**Article:**
Gents, thanks for breathing some life back into the thread haha. I'd like your advice on a certain situation I'm facing right now in my project. I have a lot of 821 units, but I don't know whether to follow the binomial method or hypergeometric method to develop a single sampling plan.

If I were to use the binomial, lot size would have no bearing and from the Larson Nomogram I would get a sample size of 120, with an acceptance number of 3. This is based on an AQL of 1%, RQL/LTPD/UQL/LQ of 6%, alpha of 0.05 and beta of 0.1 (these 4 values I have obtained based on discussions with the company I'm involved with - the consumers in this case, as well as the producers who have supplied us with this lot). However, this 120 makes up about 15% of the total lot size (821 units), and so the condition based on which I should use the binomial approximation would not be satisfied (N must be at least 10 times greater than n).

Moreover, since this is an isolated lot (not continuous process), it makes more sense to use the hypergeometric method from what I've read. Now, I have a problem which Steve has tried to help me out with. There is no concrete/obvious method for calculating the size of the sample I should take based on the hypergeometric distribution. Steve's excel file indicated that I should sample 465 units for a lot size of 821 units, and take the acceptance number = 0. But what is this based on? I have to reference some sort of formula or method I use in obtaining this value since this is my graduation project after all. Can anyone point me to any literature on this?

**Information given:**
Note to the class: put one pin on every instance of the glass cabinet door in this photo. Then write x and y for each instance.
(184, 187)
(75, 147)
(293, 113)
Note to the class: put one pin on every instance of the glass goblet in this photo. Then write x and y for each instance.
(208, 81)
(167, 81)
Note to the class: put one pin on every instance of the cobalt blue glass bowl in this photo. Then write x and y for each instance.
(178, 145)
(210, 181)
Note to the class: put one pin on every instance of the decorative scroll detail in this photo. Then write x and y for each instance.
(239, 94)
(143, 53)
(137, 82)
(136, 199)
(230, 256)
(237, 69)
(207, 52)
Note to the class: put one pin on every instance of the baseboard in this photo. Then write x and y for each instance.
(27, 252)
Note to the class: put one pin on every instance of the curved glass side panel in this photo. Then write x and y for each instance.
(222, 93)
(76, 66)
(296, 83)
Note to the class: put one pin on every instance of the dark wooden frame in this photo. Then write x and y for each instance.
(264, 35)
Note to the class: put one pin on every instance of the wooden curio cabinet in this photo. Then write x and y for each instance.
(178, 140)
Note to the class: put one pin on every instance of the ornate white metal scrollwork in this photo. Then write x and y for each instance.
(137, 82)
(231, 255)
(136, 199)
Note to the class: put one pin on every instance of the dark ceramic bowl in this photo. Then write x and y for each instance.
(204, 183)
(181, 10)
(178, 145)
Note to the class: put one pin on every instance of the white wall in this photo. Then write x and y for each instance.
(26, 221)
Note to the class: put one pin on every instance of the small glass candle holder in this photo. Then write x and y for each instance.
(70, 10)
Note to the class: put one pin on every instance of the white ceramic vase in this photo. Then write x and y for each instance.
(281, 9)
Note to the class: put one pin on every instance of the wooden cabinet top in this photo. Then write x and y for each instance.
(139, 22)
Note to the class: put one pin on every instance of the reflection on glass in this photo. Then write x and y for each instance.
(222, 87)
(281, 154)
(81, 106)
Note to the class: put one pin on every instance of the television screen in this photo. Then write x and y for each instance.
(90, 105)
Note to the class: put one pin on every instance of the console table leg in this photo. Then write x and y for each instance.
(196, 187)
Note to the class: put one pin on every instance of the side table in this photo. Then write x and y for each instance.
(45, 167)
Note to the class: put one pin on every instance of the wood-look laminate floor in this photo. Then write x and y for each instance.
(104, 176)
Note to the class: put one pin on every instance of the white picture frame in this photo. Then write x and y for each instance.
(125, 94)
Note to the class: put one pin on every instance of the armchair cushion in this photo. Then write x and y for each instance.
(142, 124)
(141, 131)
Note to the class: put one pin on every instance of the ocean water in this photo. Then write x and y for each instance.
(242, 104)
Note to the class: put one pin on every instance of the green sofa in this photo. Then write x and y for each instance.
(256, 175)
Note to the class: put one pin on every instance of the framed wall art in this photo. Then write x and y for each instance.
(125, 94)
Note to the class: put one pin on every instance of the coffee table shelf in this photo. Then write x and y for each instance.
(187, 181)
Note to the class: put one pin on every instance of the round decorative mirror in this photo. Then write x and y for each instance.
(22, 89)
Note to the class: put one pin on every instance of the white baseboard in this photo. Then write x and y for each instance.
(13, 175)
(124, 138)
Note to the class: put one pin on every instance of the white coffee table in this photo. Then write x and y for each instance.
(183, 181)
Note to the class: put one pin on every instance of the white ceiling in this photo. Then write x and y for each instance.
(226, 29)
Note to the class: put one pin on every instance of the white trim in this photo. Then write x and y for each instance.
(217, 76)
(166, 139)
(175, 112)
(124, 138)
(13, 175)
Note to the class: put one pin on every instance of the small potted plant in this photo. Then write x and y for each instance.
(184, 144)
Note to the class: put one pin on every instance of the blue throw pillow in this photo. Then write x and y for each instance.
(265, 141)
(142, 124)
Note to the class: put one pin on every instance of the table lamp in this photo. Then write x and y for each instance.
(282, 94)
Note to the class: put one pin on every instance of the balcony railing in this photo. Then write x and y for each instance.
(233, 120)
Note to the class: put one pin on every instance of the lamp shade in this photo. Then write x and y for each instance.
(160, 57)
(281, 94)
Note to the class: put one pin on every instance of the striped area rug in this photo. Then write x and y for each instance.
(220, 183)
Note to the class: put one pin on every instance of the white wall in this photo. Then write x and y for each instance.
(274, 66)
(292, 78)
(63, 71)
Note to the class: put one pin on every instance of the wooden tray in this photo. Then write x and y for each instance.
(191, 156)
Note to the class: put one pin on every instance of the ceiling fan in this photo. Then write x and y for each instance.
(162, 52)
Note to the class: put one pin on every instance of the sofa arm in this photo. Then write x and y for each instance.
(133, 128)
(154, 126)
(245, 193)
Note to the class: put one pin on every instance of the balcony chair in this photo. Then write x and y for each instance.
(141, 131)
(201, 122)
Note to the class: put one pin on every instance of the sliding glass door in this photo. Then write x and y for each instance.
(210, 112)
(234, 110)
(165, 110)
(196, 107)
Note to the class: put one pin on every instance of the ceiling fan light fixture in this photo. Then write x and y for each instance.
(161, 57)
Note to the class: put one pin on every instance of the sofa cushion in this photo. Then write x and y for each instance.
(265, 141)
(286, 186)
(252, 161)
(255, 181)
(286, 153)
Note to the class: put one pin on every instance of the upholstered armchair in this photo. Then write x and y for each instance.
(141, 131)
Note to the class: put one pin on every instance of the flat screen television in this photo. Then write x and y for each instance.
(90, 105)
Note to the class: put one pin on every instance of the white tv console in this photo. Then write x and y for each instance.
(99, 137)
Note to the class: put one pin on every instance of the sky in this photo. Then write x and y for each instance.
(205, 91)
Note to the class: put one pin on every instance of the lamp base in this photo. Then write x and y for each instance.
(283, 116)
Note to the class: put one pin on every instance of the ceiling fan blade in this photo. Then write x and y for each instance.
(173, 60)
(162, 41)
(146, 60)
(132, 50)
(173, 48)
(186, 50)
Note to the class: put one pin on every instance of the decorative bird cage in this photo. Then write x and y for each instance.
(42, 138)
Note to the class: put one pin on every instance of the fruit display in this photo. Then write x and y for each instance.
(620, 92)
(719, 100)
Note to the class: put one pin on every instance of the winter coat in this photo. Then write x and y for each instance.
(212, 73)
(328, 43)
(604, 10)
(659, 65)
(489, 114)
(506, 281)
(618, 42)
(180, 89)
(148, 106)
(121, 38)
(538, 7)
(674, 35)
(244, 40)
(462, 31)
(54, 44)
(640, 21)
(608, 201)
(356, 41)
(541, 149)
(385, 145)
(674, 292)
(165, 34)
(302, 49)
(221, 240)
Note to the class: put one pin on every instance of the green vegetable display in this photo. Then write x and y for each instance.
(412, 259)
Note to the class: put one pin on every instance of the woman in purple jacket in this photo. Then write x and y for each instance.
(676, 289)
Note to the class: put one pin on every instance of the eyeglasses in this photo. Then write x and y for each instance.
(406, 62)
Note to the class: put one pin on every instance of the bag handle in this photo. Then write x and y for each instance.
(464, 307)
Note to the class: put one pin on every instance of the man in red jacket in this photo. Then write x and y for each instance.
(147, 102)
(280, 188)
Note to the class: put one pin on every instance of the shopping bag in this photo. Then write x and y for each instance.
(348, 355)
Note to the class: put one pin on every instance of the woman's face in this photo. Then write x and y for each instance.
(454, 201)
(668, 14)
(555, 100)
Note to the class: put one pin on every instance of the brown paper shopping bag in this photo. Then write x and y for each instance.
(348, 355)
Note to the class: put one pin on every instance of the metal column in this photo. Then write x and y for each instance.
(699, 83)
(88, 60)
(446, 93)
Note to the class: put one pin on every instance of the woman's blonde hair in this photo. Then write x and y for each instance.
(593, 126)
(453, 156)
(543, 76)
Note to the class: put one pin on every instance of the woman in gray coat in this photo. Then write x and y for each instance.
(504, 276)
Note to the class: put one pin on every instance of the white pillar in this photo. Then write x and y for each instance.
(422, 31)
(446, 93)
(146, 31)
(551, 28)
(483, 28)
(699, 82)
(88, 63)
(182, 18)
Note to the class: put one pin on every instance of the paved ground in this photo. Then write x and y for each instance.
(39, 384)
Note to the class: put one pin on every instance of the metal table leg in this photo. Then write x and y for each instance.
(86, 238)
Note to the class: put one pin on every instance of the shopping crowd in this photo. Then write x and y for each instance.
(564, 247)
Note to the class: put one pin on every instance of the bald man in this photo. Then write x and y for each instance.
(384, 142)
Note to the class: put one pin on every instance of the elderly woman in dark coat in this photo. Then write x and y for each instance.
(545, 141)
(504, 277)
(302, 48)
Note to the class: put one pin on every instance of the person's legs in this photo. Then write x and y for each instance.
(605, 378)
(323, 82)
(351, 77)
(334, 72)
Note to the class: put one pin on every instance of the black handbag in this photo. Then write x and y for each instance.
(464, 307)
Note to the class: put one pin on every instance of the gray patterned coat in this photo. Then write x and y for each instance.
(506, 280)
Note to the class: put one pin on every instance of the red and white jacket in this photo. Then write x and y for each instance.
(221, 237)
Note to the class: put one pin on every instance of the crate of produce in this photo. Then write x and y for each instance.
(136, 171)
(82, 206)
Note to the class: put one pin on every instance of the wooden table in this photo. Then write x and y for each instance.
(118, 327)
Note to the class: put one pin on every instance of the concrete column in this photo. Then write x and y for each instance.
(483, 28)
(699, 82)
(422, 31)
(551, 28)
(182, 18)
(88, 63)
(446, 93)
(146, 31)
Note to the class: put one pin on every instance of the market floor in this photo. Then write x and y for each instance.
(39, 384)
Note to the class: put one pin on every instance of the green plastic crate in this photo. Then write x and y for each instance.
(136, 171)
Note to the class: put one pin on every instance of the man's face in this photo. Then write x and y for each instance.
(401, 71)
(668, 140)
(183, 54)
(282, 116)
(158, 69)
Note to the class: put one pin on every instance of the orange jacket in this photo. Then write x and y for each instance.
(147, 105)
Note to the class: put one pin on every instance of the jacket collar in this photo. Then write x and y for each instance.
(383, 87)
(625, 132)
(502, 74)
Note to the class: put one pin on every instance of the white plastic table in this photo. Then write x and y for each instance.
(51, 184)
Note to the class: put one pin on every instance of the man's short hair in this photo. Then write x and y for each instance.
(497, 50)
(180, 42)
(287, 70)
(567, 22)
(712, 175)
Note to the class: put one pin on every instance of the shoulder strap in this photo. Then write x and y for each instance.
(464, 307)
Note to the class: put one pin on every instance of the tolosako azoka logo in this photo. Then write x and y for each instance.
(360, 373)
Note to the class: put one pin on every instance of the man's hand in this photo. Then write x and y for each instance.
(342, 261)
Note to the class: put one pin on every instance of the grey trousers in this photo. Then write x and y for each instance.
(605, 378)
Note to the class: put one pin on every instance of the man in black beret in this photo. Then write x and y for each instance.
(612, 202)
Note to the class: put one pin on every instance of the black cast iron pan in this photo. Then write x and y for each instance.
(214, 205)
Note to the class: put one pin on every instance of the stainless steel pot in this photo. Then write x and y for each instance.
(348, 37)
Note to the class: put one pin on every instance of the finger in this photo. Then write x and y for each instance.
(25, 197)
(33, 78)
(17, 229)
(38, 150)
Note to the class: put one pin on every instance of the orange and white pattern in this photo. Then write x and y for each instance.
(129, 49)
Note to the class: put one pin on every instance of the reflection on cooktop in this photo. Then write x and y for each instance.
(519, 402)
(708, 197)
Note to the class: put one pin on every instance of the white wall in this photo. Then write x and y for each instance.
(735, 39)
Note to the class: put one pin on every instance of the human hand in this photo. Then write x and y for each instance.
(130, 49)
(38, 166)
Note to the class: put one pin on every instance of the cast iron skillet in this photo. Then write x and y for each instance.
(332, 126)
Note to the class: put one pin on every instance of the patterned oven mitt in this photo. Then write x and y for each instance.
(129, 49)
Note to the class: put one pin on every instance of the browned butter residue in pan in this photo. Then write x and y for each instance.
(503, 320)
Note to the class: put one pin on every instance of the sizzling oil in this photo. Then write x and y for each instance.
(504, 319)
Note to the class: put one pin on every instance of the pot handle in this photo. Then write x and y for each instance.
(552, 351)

**Exercise:** Write the next part of the forum post on choosing between binomial and hypergeometric sampling plans, starting right after its last sentence.

**Written answer:**
Also, if I do use this method (hypergeometric), does the acceptance number have to be 0? If not, how should I calculate it? A c=0 value works in my project's favor actually, but is it always 0 if the hypergeometric distribution is used? I read that c=0 plans are based on the hypergeometric, but these plans use an AQL table to determine the lot size. After checking the AQL table, I saw that based on a 1% AQL I would get a sample size of 34 for a lot of 821 units, not a sample size of 465 as was calculated in Steve's sheet.

As you can see, the issue is real hazy and there are a lot of question marks on this.

Lastly, how does 1 develop a double sampling plan based on a finite lot (hypergeometric distribution)? 99% of the literature I've read about this uses the binomial by default, but as I've explained, my case keeps pointing to me using the hypergeometric instead. Any advice/literature/points on this issue?

As always, ANY input would be helpful!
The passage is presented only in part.